▶ **TEXT SECTION**
-=-=-=-=-
But maybe you could help me see the dark side of bachmann. And tell me what is next resort. Athearn? Kato? What's your opinion? I'm all ears!


----------



## NUTNDUN

I wouldn't say Bachmann ducks. I think they have good products and they have bad ones but I also believe all manufacturers are that way.

I have two Bachmann Spectrum Dash 8's that do not run the best. The detailing isn't bad on them but even running a decoder with bemf it takes quite a few speed steps to get them moving. Probably if I spent some time and cleaned up the gears and broke them in with some sort of compound it would run easier. I just don't feel either one is worth spending the time on right now.

My coworker just got a Bachmann dcc/sound steam loco. I don't remember the exact model. It was a 2-6-0 setup. It ran quite nice on speed step one and also had nice detailing and the sound was pretty good. I think she said they paid $175 for it. I don't know that I would have spent that much on it but it is probably worth it considering prices for other brands with sound and dcc installed.


----------



## NIMT

Bachmann's downfall's in my eyes!
-=-=-=-=-
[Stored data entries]

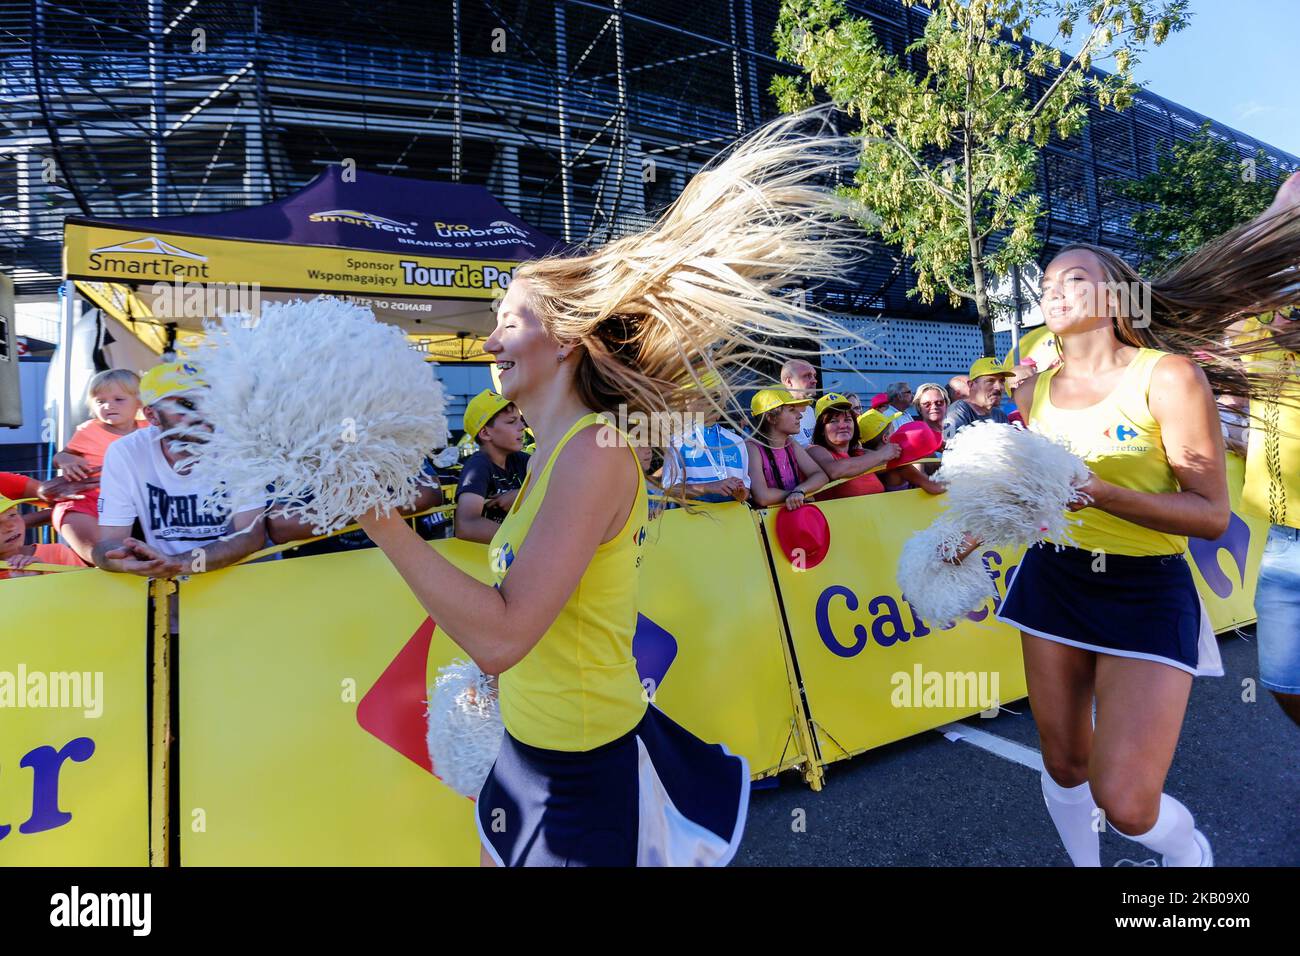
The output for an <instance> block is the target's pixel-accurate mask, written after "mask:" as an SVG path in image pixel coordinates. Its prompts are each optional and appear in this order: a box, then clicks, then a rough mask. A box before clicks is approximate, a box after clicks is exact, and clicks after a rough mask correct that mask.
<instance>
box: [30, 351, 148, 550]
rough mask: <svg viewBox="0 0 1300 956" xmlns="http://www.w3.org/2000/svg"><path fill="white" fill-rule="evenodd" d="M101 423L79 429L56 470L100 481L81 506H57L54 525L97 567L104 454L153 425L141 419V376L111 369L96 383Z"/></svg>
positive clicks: (68, 502)
mask: <svg viewBox="0 0 1300 956" xmlns="http://www.w3.org/2000/svg"><path fill="white" fill-rule="evenodd" d="M86 393H87V395H88V402H90V408H91V412H92V414H94V416H95V418H92V419H90V420H88V421H83V423H82V424H79V425H78V427H77V432H75V434H73V437H72V440H70V441H69V442H68V447H65V449H64V450H62V451H60V453H59V454H57V455H55V467H56V468H60V470H62V473H64V476H65V477H69V479H72V480H74V481H85V480H87V479H90V480H95V481H96V484H95V486H94V488H90V489H87V490H86V492H83V493H82V497H81V498H79V499H77V501H64V502H60V503H57V505H55V512H53V525H55V531H57V532H59V536H60V537H61V538H62V540H64V541H65V542H66V544H68V546H69V548H72V549H73V551H75V553H77V555H78V557H79V558H81V559H82V561H83V562H86V563H87V564H88V563H91V551H92V550H94V548H95V541H96V538H98V537H99V484H98V479H99V470H100V468H101V467H103V466H104V453H105V451H107V450H108V446H109V445H112V444H113V442H114V441H117V440H118V438H121V437H123V436H127V434H130V433H131V432H134V431H135V429H136V428H143V427H144V425H148V421H144V420H143V419H140V418H139V412H140V380H139V376H136V375H135V372H130V371H127V369H125V368H110V369H109V371H107V372H100V373H99V375H96V376H95V377H94V378H91V380H90V386H88V388H87V389H86Z"/></svg>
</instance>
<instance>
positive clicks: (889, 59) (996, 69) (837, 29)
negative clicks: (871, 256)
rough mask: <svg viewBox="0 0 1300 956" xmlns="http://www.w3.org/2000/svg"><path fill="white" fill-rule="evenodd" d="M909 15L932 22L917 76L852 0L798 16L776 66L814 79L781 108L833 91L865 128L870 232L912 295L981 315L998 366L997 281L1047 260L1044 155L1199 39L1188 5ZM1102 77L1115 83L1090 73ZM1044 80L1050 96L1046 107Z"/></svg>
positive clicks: (796, 90)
-=-=-=-=-
▶ **INSTRUCTION 1**
From the forum thread about Bachmann model trains, output the passage starting with "I have two Bachmann" and going on through "and dcc installed.".
▶ **INSTRUCTION 2**
In the forum thread about Bachmann model trains, which two locomotives does NUTNDUN say do not run the best?
▶ **INSTRUCTION 3**
Take the forum thread about Bachmann model trains further, starting after its final sentence.

▶ **WRITTEN ANSWER 1**
I have two Bachmann Spectrum Dash 8's that do not run the best. The detailing isn't bad on them but even running a decoder with bemf it takes quite a few speed steps to get them moving. Probably if I spent some time and cleaned up the gears and broke them in with some sort of compound it would run easier. I just don't feel either one is worth spending the time on right now.

My coworker just got a Bachmann dcc/sound steam loco. I don't remember the exact model. It was a 2-6-0 setup. It ran quite nice on speed step one and also had nice detailing and the sound was pretty good. I think she said they paid $175 for it. I don't know that I would have spent that much on it but it is probably worth it considering prices for other brands with sound and dcc installed.

▶ **WRITTEN ANSWER 2**
Two Bachmann Spectrum Dash 8's.

▶ **WRITTEN ANSWER 3**
Cheap couplers, Easy change out to Kadee's
Cheap decoders on 90% of there engines, there are many options for decoders to change to! The reason this is not a full out failure is some of there engines/locos come with Tsunami decoders, while they are not 100% full function decoders they are very good decoders!
There DCC controllers are...Well worthless! Some say they are great starter controllers I just don't see it!
Bachmann Spectrum line is a lot better quaility and they make engines that look and run very well. 
As far as engines/locos go, buy a Athern or Kato and you'll experiance the differance, It's night and day over standard Bachmann!


----------



## cv_acr

Bachmann's Spectrum series locomotives are actually pretty respectable.

Their freight cars are a joke.


----------



## Cprail43

NUTNDUN said:


> I wouldn't say Bachmann sucks. I think they have good products and they have bad ones but I also believe all manufacturers are that way.
> 
> I have two Bachmann Spectrum Dash 8's that do not run the best. The detailing isn't bad on them but even running a decoder with bemf it takes quite a few speed steps to get them moving. Probably if I spent some time and cleaned up the gears and broke them in with some sort of compound it would run easier. I just don't feel either one is worth spending the time on right now.
> 
> My coworker just got a Bachmann dcc/sound steam loco. I don't remember the exact model. It was a 2-6-0 setup. It ran quite nice on speed step one and also had nice detailing and the sound was pretty good. I think she said they paid $175 for it. I don't know that I would have spent that much on it but it is probably worth it considering prices for other brands with sound and dcc installed.


Yeah ikr. I have a Bachmann EMD DD40AX and a GP35 in cprail paint. The GP has faced disassembly, 2 falls, and even got stepped on!! It still works like new. That's why I don't understand why so many people dislike bachmann.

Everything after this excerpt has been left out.